> **Extract**
-=-=-

Dividends on the Series A preference shares, declared on an annual basis at the sole discretion of our ordinary shareholders at our Annual General Meeting, except as set out below, will be payable in U.S. dollars out of our distributable funds (as defined in this prospectus supplement) quarterly on March 6, June 6, September 6 and December 6 of each year (each a "dividend payment date"), provided that the first dividend, to the extent declared, shall be payable in the amount of $1.125 on December 6, 2008. Thereafter, except as set out below, the annual dividend, to the extent declared, on each Series A preference share will be an amount equal to $2.25 and will be payable in the amount of $0.5625 on each dividend payment date. Any dividends paid on the dividend payment dates falling in December 2008 and March 2009, will be interim dividends and may not be paid unless declared by our board of directors. Greek law prohibits such a declaration unless the most-recently published interim financial statements set forth sufficient profits for the interim period to which such financial statements relate. If no dividends are declared with respect to a financial year, holders of Series A preference shares will have no claim in respect of the non-payment and we will have no obligation to pay those dividends or to pay any interest on the dividends, whether or not dividends on the Series A preference shares are declared for any future financial year.
We may redeem the Series A preference shares, at our option, in whole, but not in part, (i) on June 6, 2013 (the "initial optional redemption date"), or any anniversary thereof, at a redemption price per Series A preference share equal to $25 plus one quarter of the annual dividend amount plus any additional amounts (as defined in this prospectus supplement) or (ii) on any other date (following the initial optional redemption date) at a redemption price per Series A preference share (the "redemption amount") equal to $25 plus declared but unpaid dividends, if any, less the liquidation preference reduction amount (as defined in this prospectus supplement), if any, plus any additional amounts (as defined in this prospectus supplement) and, if relevant, the redemption gross up amount (as defined in this prospectus supplement).
Subject as set out below, we may also redeem the Series A preference shares in whole (but not in part) at the redemption amount on any date (in respect of a depositary event) or, during the period prior to the initial optional redemption date, on any of the four dividend payment dates immediately succeeding the relevant event (in respect of a tax event or capital disqualification event) if (i) a capital disqualification event (as defined in this prospectus supplement) has occurred and is continuing, (ii) a tax event (as defined in this prospectus supplement) has occurred or (iii) a depositary event (as defined in this prospectus supplement) has occurred. Any redemption falling on an anniversary of the issue date shall be made at a redemption price per Series A preference share equal to $25 plus dividends equal to one quarter of the annual dividend amount, plus any additional amounts.

-=-=-

> **Written problem 1**
Transcribe the passage of the prospectus extract between "We may redeem" and "this prospectus supplement).", inclusive.
> **Written problem 2**
In the prospectus extract, what date is designated the initial optional redemption date?
> **Written problem 3**
Resume the prospectus extract on Series A preference shares, picking up after its final sentence.

-=-=-

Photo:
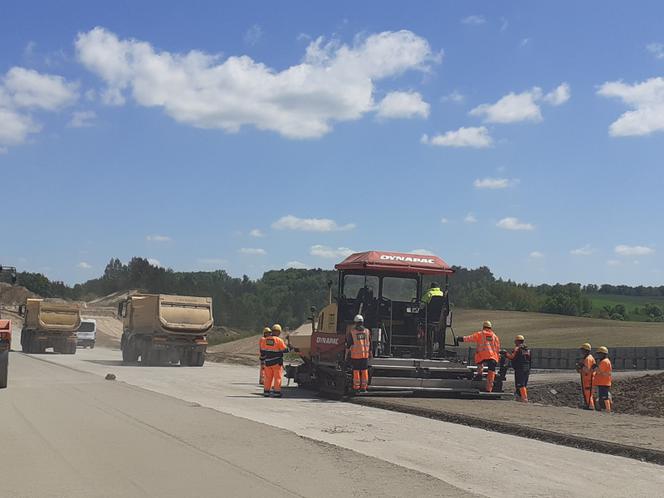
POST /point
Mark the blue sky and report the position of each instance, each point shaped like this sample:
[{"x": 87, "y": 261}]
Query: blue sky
[{"x": 256, "y": 135}]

-=-=-

> **Reply 1**
We may redeem the Series A preference shares, at our option, in whole, but not in part, (i) on June 6, 2013 (the "initial optional redemption date"), or any anniversary thereof, at a redemption price per Series A preference share equal to $25 plus one quarter of the annual dividend amount plus any additional amounts (as defined in this prospectus supplement) or (ii) on any other date (following the initial optional redemption date) at a redemption price per Series A preference share (the "redemption amount") equal to $25 plus declared but unpaid dividends, if any, less the liquidation preference reduction amount (as defined in this prospectus supplement), if any, plus any additional amounts (as defined in this prospectus supplement) and, if relevant, the redemption gross up amount (as defined in this prospectus supplement).

> **Reply 2**
June 6, 2013.

> **Reply 3**
We will not be able to redeem the Series A preference shares (i) during the period from (and including) the date of issue of the Series A preference shares (the "issue date") to (but excluding) the date of our Annual General Meeting of shareholders that approves our 2008 financial statements and (ii) except in relation to our option to redeem the Series A preference shares in respect of a depositary event (which will be exercisable at any time), during the period in each year from (but excluding) the dividend payment date in March to (but excluding) the date of our next following Annual General Meeting of shareholders which approves our annual financial statements.
If we do effect a redemption of the Series A preference shares, you may be subject to certain tax on dividends and capital loss treatment on the redemption payment. See "Certain U.S. Federal and Greek Tax Consequences?U.S. Federal Income Taxation". Our board's intention, as set out in its resolution establishing the terms of the Series A preference shares, is that, if we effect a redemption in accordance with the provisions described above, except for a redemption effected in relation to a depositary event, we will do so only on a date that would not result in the requirement to pay a redemption gross up amount. If, however, we elect to effect a redemption of the Series A preference shares in circumstances where a redemption gross up amount will be payable, in accordance with the board resolution referred to above, unless otherwise required under the provisions of the Series A preference shares, we will, if practicable, communicate our intention to so redeem at least 90 days prior to the redemption date.
We may also repurchase Series A preference shares represented by Series A ADSs, in an amount per Series A preference share equal to the liquidation preference in whole, but not in part, in the same circumstances as we may effect a redemption. We may effect such mandatory repurchase on any date we could have redeemed the Series A preference shares, provided such date is a dividend payment date. You shall be entitled to receive the dividend payable on that dividend payment date plus any additional amounts. The deposit agreement will contain terms pursuant to which you shall be deemed to consent and approve the mandatory repurchase and tender such Series A ADSs and there shall be no further requirement for consent or approval of holders of the Series A preference shares represented by Series A ADSs. Holders of Series A preference shares which are not represented by Series A ADSs may also elect to sell their Series A preference shares in accordance with the mandatory repurchase, but shall not be bound to do so.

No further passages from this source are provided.